What needs to be done -> Transcribe the records that follow. Keep every word exactly, and drop the pictures.

Input rows ->

* START *

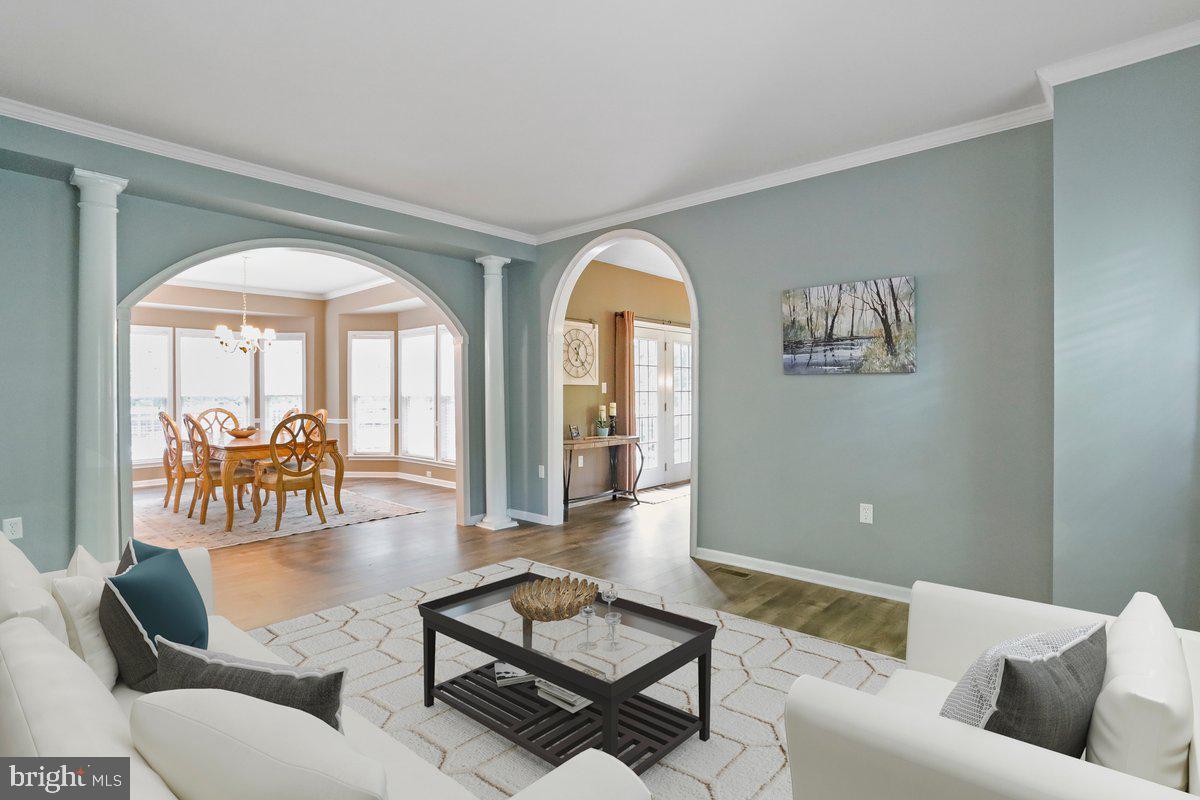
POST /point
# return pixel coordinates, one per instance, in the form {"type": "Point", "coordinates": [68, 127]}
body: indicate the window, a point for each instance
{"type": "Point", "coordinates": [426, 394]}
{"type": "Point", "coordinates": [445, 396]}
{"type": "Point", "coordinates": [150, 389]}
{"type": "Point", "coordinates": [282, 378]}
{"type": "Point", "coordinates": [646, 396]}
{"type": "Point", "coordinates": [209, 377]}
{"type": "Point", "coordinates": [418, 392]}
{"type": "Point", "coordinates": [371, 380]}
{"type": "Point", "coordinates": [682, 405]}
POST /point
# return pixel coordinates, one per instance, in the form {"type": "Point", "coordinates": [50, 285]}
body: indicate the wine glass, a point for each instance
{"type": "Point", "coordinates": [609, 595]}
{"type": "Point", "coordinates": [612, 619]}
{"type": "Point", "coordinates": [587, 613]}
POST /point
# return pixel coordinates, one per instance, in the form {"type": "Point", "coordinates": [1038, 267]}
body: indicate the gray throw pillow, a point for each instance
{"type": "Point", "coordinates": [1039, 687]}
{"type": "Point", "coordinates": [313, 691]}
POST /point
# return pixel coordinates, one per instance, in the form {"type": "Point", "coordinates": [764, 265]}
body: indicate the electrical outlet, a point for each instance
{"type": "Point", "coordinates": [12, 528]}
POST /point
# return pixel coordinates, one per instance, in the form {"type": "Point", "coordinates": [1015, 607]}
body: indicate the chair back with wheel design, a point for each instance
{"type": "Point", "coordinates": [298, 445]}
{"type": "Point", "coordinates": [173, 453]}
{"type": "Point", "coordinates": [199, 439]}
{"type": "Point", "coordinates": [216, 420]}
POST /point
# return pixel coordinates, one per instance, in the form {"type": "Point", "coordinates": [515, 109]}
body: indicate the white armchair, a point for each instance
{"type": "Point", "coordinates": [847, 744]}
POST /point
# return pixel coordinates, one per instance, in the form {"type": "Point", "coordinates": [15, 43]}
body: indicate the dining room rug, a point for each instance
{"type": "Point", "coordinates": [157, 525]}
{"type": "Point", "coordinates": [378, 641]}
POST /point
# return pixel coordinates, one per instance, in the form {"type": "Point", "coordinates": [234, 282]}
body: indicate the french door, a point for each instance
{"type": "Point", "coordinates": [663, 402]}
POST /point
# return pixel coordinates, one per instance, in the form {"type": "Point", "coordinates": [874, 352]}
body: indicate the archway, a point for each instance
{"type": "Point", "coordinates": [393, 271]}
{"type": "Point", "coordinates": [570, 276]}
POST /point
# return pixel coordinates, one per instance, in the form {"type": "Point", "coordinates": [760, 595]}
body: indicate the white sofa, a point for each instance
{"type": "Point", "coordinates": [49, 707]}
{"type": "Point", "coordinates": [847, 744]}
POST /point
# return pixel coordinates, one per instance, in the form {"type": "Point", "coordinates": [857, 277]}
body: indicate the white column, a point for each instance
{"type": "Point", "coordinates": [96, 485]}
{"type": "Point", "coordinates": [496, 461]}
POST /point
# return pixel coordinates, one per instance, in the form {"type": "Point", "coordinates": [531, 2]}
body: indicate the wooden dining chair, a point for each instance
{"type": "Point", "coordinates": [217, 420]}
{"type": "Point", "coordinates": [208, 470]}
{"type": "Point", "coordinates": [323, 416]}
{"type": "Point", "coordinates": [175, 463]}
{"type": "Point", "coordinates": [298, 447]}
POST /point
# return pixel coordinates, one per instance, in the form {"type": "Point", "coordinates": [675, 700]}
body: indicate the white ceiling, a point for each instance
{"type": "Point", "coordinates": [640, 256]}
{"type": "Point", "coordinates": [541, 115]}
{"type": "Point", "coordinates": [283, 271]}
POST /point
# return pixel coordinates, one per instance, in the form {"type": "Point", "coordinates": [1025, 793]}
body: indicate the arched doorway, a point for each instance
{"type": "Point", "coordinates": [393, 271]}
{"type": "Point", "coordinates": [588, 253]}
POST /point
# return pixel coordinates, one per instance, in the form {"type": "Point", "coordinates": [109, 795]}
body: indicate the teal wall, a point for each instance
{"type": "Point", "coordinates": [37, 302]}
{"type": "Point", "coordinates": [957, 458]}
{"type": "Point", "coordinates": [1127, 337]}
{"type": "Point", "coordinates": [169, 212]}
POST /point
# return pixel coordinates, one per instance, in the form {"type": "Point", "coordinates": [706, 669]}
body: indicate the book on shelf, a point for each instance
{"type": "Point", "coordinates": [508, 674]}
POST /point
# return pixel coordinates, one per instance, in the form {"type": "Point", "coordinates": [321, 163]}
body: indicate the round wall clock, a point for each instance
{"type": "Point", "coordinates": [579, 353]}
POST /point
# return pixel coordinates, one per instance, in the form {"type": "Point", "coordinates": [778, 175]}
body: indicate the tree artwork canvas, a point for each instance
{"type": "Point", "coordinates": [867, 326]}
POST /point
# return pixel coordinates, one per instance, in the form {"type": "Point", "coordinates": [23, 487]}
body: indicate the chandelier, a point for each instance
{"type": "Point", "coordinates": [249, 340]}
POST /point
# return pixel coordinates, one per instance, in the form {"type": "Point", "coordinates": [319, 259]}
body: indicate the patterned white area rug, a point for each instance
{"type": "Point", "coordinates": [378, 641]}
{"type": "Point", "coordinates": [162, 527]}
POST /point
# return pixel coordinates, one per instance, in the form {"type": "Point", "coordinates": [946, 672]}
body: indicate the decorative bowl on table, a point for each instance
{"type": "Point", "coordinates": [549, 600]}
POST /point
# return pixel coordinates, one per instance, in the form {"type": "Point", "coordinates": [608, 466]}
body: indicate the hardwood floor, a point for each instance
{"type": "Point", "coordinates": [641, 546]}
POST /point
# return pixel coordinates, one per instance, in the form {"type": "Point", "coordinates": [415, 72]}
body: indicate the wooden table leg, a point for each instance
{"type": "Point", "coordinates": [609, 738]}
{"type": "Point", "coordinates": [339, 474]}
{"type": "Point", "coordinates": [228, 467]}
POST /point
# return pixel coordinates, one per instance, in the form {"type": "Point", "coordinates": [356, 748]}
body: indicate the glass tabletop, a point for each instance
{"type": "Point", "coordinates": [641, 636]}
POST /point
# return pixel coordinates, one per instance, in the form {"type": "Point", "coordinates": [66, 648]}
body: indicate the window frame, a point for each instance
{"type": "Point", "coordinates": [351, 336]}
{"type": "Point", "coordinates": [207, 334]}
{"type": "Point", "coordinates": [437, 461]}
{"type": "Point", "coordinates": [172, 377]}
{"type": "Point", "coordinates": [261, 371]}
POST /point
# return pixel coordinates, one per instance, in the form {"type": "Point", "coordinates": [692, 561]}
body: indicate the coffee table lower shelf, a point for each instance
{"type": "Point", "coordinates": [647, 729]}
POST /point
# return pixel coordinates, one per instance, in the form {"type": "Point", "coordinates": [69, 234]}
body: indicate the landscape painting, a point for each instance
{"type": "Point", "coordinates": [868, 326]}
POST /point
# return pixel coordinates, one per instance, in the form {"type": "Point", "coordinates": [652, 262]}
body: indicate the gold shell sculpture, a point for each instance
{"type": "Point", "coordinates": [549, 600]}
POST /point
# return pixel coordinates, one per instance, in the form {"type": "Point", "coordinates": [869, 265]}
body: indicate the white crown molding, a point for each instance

* END *

Result for this exercise ->
POST /point
# return pixel coordinates, one per instance, in the form {"type": "Point", "coordinates": [68, 127]}
body: indicate the window, a point for each instance
{"type": "Point", "coordinates": [426, 394]}
{"type": "Point", "coordinates": [445, 396]}
{"type": "Point", "coordinates": [150, 389]}
{"type": "Point", "coordinates": [282, 378]}
{"type": "Point", "coordinates": [646, 396]}
{"type": "Point", "coordinates": [209, 377]}
{"type": "Point", "coordinates": [418, 392]}
{"type": "Point", "coordinates": [371, 380]}
{"type": "Point", "coordinates": [682, 405]}
POST /point
# return pixel coordinates, one per instance, in the form {"type": "Point", "coordinates": [50, 285]}
body: indicate the wine glass, a point for each instance
{"type": "Point", "coordinates": [609, 595]}
{"type": "Point", "coordinates": [612, 619]}
{"type": "Point", "coordinates": [587, 613]}
POST /point
# return pixel coordinates, one per instance, in the form {"type": "Point", "coordinates": [1038, 267]}
body: indicate the gray throw pillow, a point for each instance
{"type": "Point", "coordinates": [1039, 687]}
{"type": "Point", "coordinates": [313, 691]}
POST /point
# return pixel coordinates, one per instance, in the form {"type": "Point", "coordinates": [764, 265]}
body: indicate the electrical outlet, a point for each instance
{"type": "Point", "coordinates": [12, 528]}
POST /point
# return pixel coordinates, one per instance, in the form {"type": "Point", "coordinates": [1015, 607]}
body: indicate the chair back with wheel design, a point for each instance
{"type": "Point", "coordinates": [298, 445]}
{"type": "Point", "coordinates": [173, 453]}
{"type": "Point", "coordinates": [199, 439]}
{"type": "Point", "coordinates": [216, 420]}
POST /point
# return pixel coordinates, one per instance, in the form {"type": "Point", "coordinates": [515, 109]}
body: indicate the white armchair, a point for each instance
{"type": "Point", "coordinates": [847, 744]}
POST /point
# return pixel coordinates, one per instance, in the form {"type": "Point", "coordinates": [15, 43]}
body: indicate the dining room rug, a point for each instance
{"type": "Point", "coordinates": [157, 525]}
{"type": "Point", "coordinates": [378, 641]}
POST /point
# return pixel coordinates, one per instance, in the form {"type": "Point", "coordinates": [234, 282]}
body: indicate the french door, a point for each instance
{"type": "Point", "coordinates": [663, 402]}
POST /point
# return pixel coordinates, one per instance, in the form {"type": "Point", "coordinates": [874, 352]}
body: indicate the archway, a point for each instance
{"type": "Point", "coordinates": [393, 271]}
{"type": "Point", "coordinates": [570, 276]}
POST /point
# return pixel coordinates, one per instance, in the form {"type": "Point", "coordinates": [760, 595]}
body: indicate the white sofa, a point for each instance
{"type": "Point", "coordinates": [49, 707]}
{"type": "Point", "coordinates": [847, 744]}
POST /point
# return pixel coordinates, one per instance, in the form {"type": "Point", "coordinates": [857, 277]}
body: indicate the white column, a point for each instance
{"type": "Point", "coordinates": [96, 485]}
{"type": "Point", "coordinates": [496, 461]}
POST /point
# return pixel coordinates, one per instance, in the form {"type": "Point", "coordinates": [531, 2]}
body: indicate the wooden dining chair, a point for each instance
{"type": "Point", "coordinates": [217, 420]}
{"type": "Point", "coordinates": [208, 470]}
{"type": "Point", "coordinates": [323, 416]}
{"type": "Point", "coordinates": [175, 463]}
{"type": "Point", "coordinates": [298, 447]}
POST /point
# return pixel coordinates, one per instance, in the form {"type": "Point", "coordinates": [675, 700]}
body: indicate the white ceiling, a point for each instance
{"type": "Point", "coordinates": [640, 256]}
{"type": "Point", "coordinates": [541, 115]}
{"type": "Point", "coordinates": [283, 271]}
POST /point
# return pixel coordinates, one per instance, in the form {"type": "Point", "coordinates": [1025, 793]}
body: indicate the arched doorway, a point for each instance
{"type": "Point", "coordinates": [393, 271]}
{"type": "Point", "coordinates": [588, 253]}
POST /point
# return pixel coordinates, one per instance, in the form {"type": "Point", "coordinates": [109, 795]}
body: indicate the teal wall, a point for each instance
{"type": "Point", "coordinates": [37, 302]}
{"type": "Point", "coordinates": [957, 458]}
{"type": "Point", "coordinates": [1127, 337]}
{"type": "Point", "coordinates": [169, 212]}
POST /point
# return pixel coordinates, one per instance, in the form {"type": "Point", "coordinates": [706, 669]}
body: indicate the book on shelf, a point for each instance
{"type": "Point", "coordinates": [508, 674]}
POST /point
# return pixel coordinates, one per instance, in the form {"type": "Point", "coordinates": [321, 163]}
body: indicate the round wall clock, a point for each instance
{"type": "Point", "coordinates": [579, 353]}
POST /point
# return pixel coordinates, one per instance, in the form {"type": "Point", "coordinates": [778, 175]}
body: indicate the tree artwork canvas, a point for each instance
{"type": "Point", "coordinates": [867, 326]}
POST /point
# return pixel coordinates, one per instance, in the form {"type": "Point", "coordinates": [23, 487]}
body: indicate the chandelier, a point for each instance
{"type": "Point", "coordinates": [249, 340]}
POST /point
# return pixel coordinates, one per instance, in the form {"type": "Point", "coordinates": [319, 259]}
body: indicate the patterned white area rug, a point for each instance
{"type": "Point", "coordinates": [378, 641]}
{"type": "Point", "coordinates": [162, 527]}
POST /point
# return pixel coordinates, one per instance, in the form {"type": "Point", "coordinates": [946, 672]}
body: indicate the decorative bowl on table, a point for each instance
{"type": "Point", "coordinates": [549, 600]}
POST /point
# return pixel coordinates, one per instance, in the form {"type": "Point", "coordinates": [608, 466]}
body: indicate the hardwood floor, a point for each instance
{"type": "Point", "coordinates": [641, 546]}
POST /point
# return pixel coordinates, one per instance, in the form {"type": "Point", "coordinates": [415, 72]}
body: indicate the wooden table leg, a point for each instance
{"type": "Point", "coordinates": [609, 738]}
{"type": "Point", "coordinates": [339, 474]}
{"type": "Point", "coordinates": [228, 467]}
POST /point
# return pixel coordinates, one per instance, in the form {"type": "Point", "coordinates": [356, 748]}
body: indicate the glass tabletop, a point for each instance
{"type": "Point", "coordinates": [641, 636]}
POST /point
# return pixel coordinates, one per instance, in the form {"type": "Point", "coordinates": [66, 648]}
body: indicate the window frame, a point for each instance
{"type": "Point", "coordinates": [351, 336]}
{"type": "Point", "coordinates": [207, 334]}
{"type": "Point", "coordinates": [437, 461]}
{"type": "Point", "coordinates": [172, 377]}
{"type": "Point", "coordinates": [261, 371]}
POST /point
# return pixel coordinates, one per instance, in the form {"type": "Point", "coordinates": [692, 561]}
body: indicate the coffee table lower shelf, a point for each instance
{"type": "Point", "coordinates": [647, 729]}
POST /point
# return pixel coordinates, one per instance, in the form {"type": "Point", "coordinates": [69, 234]}
body: indicate the landscape painting, a point for each instance
{"type": "Point", "coordinates": [868, 326]}
POST /point
# return pixel coordinates, one per instance, in the form {"type": "Point", "coordinates": [652, 262]}
body: indicate the gold shell sculpture, a point for each instance
{"type": "Point", "coordinates": [549, 600]}
POST /point
# return pixel coordinates, one per instance, in the form {"type": "Point", "coordinates": [869, 265]}
body: indicate the white crown molding, a point for each instance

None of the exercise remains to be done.